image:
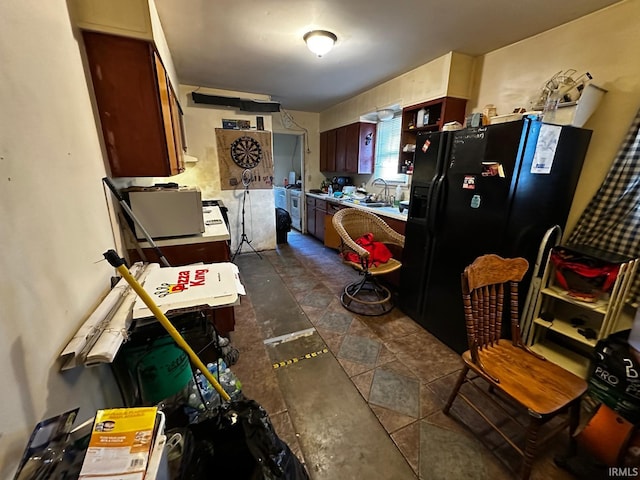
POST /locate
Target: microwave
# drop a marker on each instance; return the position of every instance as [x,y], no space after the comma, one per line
[167,212]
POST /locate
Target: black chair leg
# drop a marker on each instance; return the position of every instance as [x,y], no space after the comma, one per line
[456,389]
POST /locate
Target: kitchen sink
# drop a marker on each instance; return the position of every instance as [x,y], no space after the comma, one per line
[368,204]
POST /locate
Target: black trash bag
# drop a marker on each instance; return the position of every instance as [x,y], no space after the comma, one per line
[239,442]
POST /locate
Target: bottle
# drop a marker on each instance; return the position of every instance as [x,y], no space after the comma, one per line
[420,118]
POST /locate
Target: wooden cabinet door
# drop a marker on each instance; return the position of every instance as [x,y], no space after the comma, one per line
[311,216]
[331,237]
[323,151]
[341,150]
[170,118]
[352,147]
[133,98]
[321,211]
[331,150]
[328,151]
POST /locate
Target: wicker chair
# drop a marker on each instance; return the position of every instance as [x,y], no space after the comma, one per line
[366,296]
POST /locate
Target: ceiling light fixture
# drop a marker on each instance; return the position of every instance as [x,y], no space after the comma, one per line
[320,42]
[385,114]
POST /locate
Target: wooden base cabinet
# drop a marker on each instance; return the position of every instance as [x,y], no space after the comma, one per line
[139,112]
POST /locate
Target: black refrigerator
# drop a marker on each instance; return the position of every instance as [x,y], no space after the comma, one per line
[491,189]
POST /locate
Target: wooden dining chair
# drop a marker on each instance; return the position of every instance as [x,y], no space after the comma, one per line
[540,387]
[366,296]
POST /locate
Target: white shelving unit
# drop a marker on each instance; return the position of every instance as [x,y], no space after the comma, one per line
[559,320]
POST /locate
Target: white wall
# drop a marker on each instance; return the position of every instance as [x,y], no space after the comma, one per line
[200,123]
[605,44]
[55,224]
[449,75]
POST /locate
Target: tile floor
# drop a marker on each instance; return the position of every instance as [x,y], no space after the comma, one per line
[358,397]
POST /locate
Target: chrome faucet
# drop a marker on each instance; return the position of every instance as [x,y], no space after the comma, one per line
[385,198]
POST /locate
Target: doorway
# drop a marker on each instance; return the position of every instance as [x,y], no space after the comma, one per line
[288,166]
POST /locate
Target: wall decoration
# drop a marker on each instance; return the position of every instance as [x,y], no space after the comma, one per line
[240,150]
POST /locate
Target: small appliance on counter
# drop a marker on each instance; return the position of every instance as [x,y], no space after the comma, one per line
[167,212]
[337,183]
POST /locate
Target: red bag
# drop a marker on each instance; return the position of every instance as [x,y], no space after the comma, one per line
[378,251]
[583,276]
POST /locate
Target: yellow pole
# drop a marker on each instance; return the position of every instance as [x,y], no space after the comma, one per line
[111,256]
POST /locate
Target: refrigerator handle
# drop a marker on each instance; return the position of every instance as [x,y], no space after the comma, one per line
[435,203]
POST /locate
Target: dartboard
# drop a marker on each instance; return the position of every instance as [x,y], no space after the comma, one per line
[246,152]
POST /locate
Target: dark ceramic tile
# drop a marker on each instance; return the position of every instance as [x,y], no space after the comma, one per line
[337,322]
[408,441]
[446,454]
[363,383]
[391,421]
[359,349]
[353,369]
[395,392]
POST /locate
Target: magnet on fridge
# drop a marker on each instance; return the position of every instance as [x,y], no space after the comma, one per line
[469,182]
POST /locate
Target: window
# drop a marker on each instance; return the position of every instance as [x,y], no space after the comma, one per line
[387,150]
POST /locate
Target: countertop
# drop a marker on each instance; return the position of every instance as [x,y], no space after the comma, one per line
[391,212]
[215,230]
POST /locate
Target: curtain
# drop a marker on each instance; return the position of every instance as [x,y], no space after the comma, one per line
[611,221]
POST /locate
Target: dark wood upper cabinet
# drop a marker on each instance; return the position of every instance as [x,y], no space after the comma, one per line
[139,112]
[348,149]
[341,149]
[441,111]
[328,151]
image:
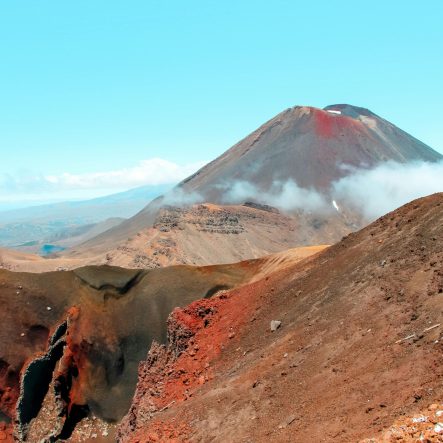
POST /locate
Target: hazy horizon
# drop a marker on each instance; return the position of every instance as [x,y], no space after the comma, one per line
[103,97]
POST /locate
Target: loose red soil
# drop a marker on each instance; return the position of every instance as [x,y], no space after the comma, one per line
[360,346]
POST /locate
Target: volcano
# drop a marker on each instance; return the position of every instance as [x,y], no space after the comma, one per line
[309,147]
[342,347]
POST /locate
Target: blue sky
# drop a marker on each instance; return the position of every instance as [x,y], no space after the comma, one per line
[103,87]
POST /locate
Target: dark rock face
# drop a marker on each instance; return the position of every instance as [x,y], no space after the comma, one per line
[356,356]
[77,337]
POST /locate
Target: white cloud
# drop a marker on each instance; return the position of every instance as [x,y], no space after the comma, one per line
[283,195]
[384,188]
[154,171]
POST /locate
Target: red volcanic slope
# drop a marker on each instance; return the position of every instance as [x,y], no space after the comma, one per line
[359,346]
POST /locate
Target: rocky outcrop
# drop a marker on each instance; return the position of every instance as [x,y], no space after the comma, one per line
[357,356]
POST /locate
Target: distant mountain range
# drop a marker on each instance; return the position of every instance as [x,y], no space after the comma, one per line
[74,222]
[305,148]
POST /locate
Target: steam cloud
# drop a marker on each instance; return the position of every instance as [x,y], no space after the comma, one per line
[373,191]
[285,196]
[388,186]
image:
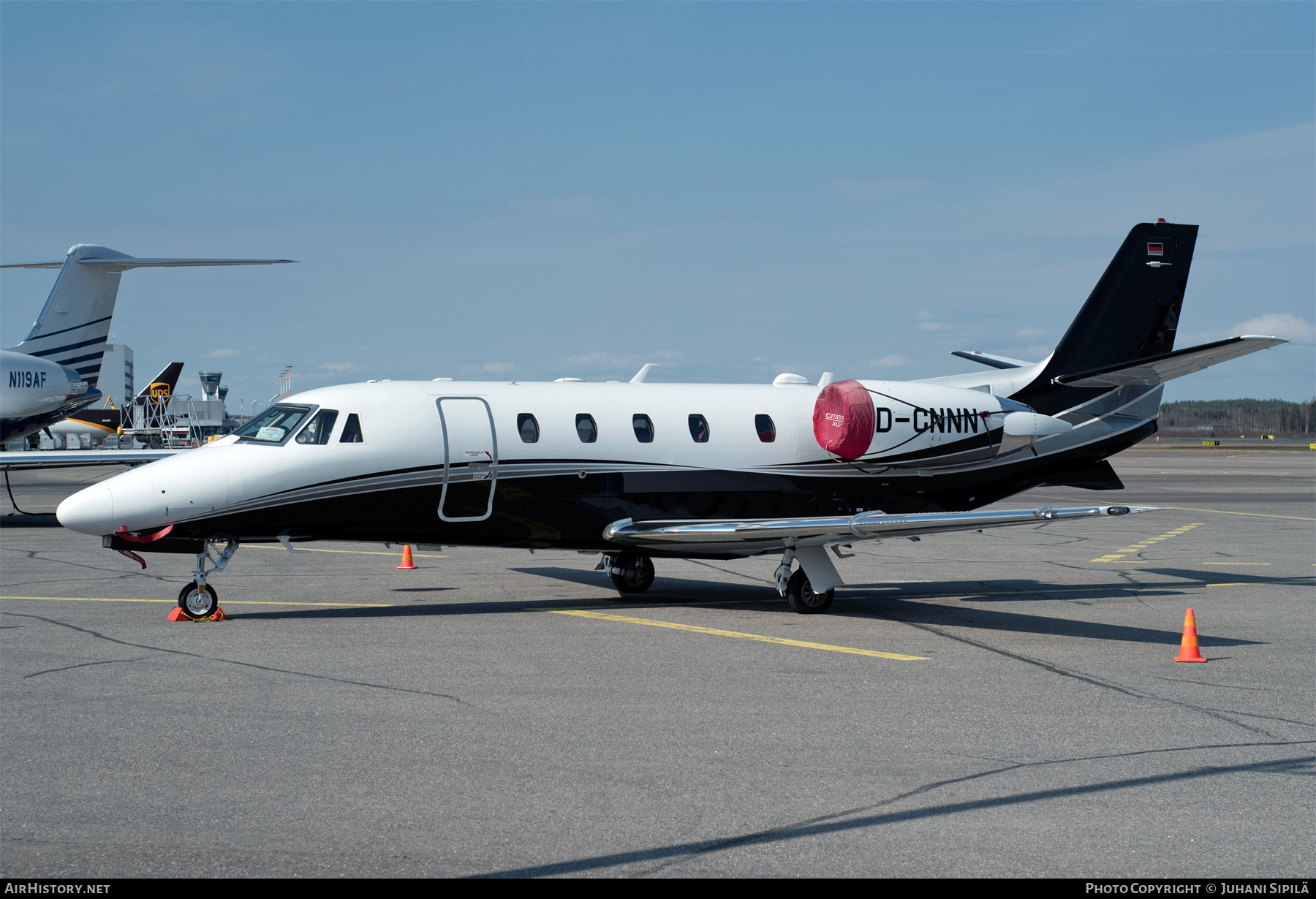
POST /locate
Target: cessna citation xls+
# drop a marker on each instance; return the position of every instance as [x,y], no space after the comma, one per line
[638,471]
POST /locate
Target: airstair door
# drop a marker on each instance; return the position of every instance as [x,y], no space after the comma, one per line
[470,458]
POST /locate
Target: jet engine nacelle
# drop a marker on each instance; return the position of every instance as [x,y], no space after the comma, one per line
[923,425]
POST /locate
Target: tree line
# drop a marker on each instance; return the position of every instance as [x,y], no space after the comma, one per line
[1277,417]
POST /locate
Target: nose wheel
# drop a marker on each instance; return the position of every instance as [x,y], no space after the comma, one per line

◆ **PROBLEM**
Write out exactly the lines that fall from the line with "Target: wall decoration" to the line with "Target: dark ceramic tile" in the records above, keeping both ends.

◆ **RESPONSE TO THE EXERCISE**
Target: wall decoration
# drop a marker on each instance; return the position of every instance as [x,y], no space after the comma, one per line
[240,150]
POST /locate
Target: small appliance on counter
# drop a marker on each instance; return the position of every instance as [x,y], no space after the comma, one per line
[167,212]
[337,183]
POST /locate
Target: red bag
# drop a marker on each instance; return the position of every instance as [x,y], no space after the comma, one per line
[378,251]
[583,276]
POST /locate
Target: yellow pole
# drop a marker on each instance; return the position of every instance as [x,y], no space after the comma, one per line
[111,256]
POST /locate
Target: refrigerator handle
# drop a marker on each instance; return the position of every instance as [x,y], no space after the comma, one per line
[435,203]
POST /locate
Target: dartboard
# drop a marker on each instance; return the position of every instance as [x,y], no space after the comma, one per line
[246,152]
POST /locate
Target: dark ceramic tile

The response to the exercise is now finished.